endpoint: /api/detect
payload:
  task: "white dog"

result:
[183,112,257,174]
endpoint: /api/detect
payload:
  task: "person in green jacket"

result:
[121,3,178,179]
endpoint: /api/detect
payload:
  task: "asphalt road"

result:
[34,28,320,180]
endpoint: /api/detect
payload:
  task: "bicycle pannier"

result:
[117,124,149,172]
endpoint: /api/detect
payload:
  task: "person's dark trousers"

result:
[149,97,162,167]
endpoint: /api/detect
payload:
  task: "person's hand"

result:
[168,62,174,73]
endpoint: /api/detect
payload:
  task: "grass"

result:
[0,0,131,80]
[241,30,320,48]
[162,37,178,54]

· · ·

• PROBLEM STATEMENT: Copy every one of the rows above word for word, with no changes.

• TASK OUTPUT:
endpoint: /api/detect
payload:
  task: "white dog"

result:
[183,112,257,174]
endpoint: /api/detect
payload:
  task: "person in green jacket"

result:
[121,3,178,179]
endpoint: /api/detect
payload:
  task: "asphalt road"

result:
[34,28,320,180]
endpoint: /api/detect
payload:
  task: "bicycle pannier"

result:
[117,124,149,172]
endpoint: /api/detect
payload:
  task: "person's dark trousers"

result:
[149,97,162,167]
endpoint: /api/detect
payload:
  task: "person's hand"

result:
[168,62,174,73]
endpoint: /api/detect
payload:
  task: "grass"

result:
[0,0,131,80]
[241,30,320,48]
[162,37,178,54]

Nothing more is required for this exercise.